• [EXERCISE DESCRIPTION] Output every line below as a JSON list of strings, with one string per line and no blank lines.

• [RECORDS]
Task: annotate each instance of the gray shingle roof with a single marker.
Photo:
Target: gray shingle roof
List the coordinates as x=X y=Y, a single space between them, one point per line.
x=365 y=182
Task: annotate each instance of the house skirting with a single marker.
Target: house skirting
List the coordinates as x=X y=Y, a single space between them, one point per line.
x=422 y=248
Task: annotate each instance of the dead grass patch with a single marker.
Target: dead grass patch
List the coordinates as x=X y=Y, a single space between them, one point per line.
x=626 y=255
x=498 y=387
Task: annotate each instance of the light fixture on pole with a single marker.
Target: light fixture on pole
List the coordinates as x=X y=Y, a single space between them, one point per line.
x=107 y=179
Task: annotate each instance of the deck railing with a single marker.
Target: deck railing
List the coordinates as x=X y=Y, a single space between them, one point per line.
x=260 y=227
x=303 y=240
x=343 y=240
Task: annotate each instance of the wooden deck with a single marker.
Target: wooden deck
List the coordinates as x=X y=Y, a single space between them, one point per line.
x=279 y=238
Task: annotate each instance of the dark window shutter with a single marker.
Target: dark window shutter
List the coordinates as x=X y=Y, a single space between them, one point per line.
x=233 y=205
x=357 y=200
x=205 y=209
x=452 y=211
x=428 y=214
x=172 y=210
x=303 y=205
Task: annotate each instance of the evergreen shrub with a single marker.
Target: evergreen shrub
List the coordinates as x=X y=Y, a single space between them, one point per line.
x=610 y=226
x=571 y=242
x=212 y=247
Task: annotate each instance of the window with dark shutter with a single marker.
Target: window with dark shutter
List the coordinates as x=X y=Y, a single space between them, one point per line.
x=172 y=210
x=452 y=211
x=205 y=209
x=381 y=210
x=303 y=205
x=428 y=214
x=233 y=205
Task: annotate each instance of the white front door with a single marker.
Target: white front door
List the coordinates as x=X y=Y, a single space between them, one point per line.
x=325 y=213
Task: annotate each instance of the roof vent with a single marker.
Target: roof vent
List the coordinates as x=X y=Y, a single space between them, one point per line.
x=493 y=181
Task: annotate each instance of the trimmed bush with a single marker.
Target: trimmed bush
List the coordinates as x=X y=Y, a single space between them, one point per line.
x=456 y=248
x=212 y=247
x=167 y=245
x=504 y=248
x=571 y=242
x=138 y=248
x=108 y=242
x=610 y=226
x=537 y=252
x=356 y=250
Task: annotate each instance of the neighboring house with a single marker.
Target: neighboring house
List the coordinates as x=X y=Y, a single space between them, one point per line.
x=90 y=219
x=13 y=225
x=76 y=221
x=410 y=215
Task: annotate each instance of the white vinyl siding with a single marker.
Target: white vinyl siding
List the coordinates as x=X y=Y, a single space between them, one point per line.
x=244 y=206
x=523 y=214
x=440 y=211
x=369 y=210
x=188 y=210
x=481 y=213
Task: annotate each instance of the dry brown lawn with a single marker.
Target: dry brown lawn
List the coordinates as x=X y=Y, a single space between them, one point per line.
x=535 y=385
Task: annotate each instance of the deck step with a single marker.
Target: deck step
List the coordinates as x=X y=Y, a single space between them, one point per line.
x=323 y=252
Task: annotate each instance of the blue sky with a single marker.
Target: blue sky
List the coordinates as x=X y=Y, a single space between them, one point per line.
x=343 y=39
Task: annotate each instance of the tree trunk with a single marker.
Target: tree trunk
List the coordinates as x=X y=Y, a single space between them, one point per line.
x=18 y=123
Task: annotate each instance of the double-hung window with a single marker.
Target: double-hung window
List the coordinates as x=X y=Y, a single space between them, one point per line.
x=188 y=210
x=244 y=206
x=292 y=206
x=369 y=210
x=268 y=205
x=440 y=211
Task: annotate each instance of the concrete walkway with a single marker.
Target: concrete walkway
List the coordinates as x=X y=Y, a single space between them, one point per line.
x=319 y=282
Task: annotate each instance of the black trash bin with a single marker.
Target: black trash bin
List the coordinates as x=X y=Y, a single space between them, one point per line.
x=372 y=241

• [IN RESPONSE]
[
  "Task: annotate each instance of the gray shingle roof with a single marker.",
  "Photo:",
  "Target: gray shingle roof",
  "List the coordinates as x=X y=Y, a single space between them, one point per line.",
  "x=365 y=182",
  "Task: annotate each instance of the house skirting with a single marker.",
  "Target: house skirting",
  "List the coordinates as x=X y=Y, a single space between them, one point per line.",
  "x=422 y=248",
  "Task: annotate each instance of the dead grass patch with a single marker.",
  "Target: dead grass patch",
  "List the coordinates as x=X y=Y, a single space between them, one point per line.",
  "x=626 y=255",
  "x=498 y=387",
  "Task: annotate each instance of the light fixture on pole with a single marker.",
  "Target: light fixture on pole",
  "List the coordinates as x=X y=Y, a single space between them, one point per line.",
  "x=107 y=179",
  "Task: annotate each instance of the deck railing with a single marker.",
  "Target: deck railing",
  "List the coordinates as x=X y=Y, a single space between them, one point per line.",
  "x=260 y=227",
  "x=303 y=240",
  "x=343 y=240",
  "Task: annotate each instance of the wooden deck with a single marker.",
  "Target: wooden deck",
  "List the coordinates as x=X y=Y, a single space between them, one point per line.",
  "x=279 y=238",
  "Task: annotate each instance of the dark window shutter with a single marker.",
  "Target: dark window shutter",
  "List the coordinates as x=X y=Y, a single space between them, one point per line.",
  "x=233 y=205",
  "x=357 y=200",
  "x=205 y=209",
  "x=452 y=211",
  "x=428 y=214",
  "x=172 y=210",
  "x=303 y=205",
  "Task: annotate each instance of the evergreen shrub with a single marker.",
  "Target: evergreen shrub",
  "List the coordinates as x=X y=Y, a single space between them, one point per line.",
  "x=610 y=226",
  "x=571 y=242",
  "x=212 y=247",
  "Task: annotate each instance of the window with dark shutter with a single marker.",
  "Target: window with dark shutter",
  "List the coordinates as x=X y=Y, a single space between them, one point per line.",
  "x=172 y=210",
  "x=452 y=211",
  "x=205 y=209",
  "x=381 y=210",
  "x=303 y=205",
  "x=428 y=214",
  "x=233 y=205",
  "Task: annotate each instance of the white front door with a single marker.",
  "Target: white front door",
  "List the coordinates as x=X y=Y, a single space between them, one point per line.",
  "x=325 y=213",
  "Task: annotate each instance of the roof vent with a single marker.",
  "Target: roof vent",
  "List the coordinates as x=X y=Y, a single space between them, one point per line.",
  "x=493 y=181",
  "Task: annotate each instance of the trimmed bush with a single marker.",
  "Target: trimmed bush",
  "List the coordinates as x=X y=Y, a single space between them, one point per line.",
  "x=456 y=248",
  "x=212 y=247",
  "x=167 y=245",
  "x=504 y=248",
  "x=571 y=242",
  "x=138 y=248",
  "x=108 y=242",
  "x=610 y=226",
  "x=537 y=252",
  "x=356 y=250",
  "Task: annotate each instance of the neighboring house with a single marker.",
  "Target: neighboring house",
  "List the coordinates as x=X y=Y, a single space between them, one point per line.",
  "x=90 y=219",
  "x=13 y=225",
  "x=76 y=221",
  "x=410 y=215",
  "Task: annotate each instance of the white vinyl siding with a single marker.",
  "Target: white vinyl siding",
  "List the coordinates as x=X y=Y, a single space between them, one point per line.",
  "x=244 y=206",
  "x=523 y=214",
  "x=440 y=211",
  "x=369 y=210",
  "x=188 y=210",
  "x=481 y=213",
  "Task: annotate each instance of the dry brown lawn with a single marker.",
  "Target: dry brown lawn",
  "List the coordinates as x=X y=Y, a single space between them, one point per line.",
  "x=535 y=385",
  "Task: annotate each instance of the deck step with a single marker.",
  "Target: deck step",
  "List the coordinates as x=X y=Y, a single space between them, one point per line.",
  "x=323 y=252",
  "Task: annotate each instance of the blue sky with a single marker.",
  "Target: blue sky",
  "List the coordinates as x=X y=Y, a single space between them, one point per line.",
  "x=343 y=39",
  "Task: annotate each instance of the tree trunk with a single marker.",
  "Target: tree trunk",
  "List the coordinates as x=X y=Y, a single space between them, one point per line.",
  "x=18 y=123",
  "Task: annotate each instance of the double-hung window with a single marker.",
  "Target: double-hung window",
  "List the coordinates as x=X y=Y, a single space between them, one point per line.",
  "x=188 y=210",
  "x=244 y=206",
  "x=292 y=206",
  "x=369 y=210",
  "x=268 y=205",
  "x=440 y=211",
  "Task: annotate each instance of the concrete walkway with a single marker.",
  "Target: concrete walkway",
  "List the coordinates as x=X y=Y, a single space between them, one point per line.",
  "x=319 y=282",
  "Task: annotate each instance of the black trash bin with a single marker.",
  "Target: black trash bin",
  "List the coordinates as x=X y=Y, a single space between them, one point per line.",
  "x=372 y=241"
]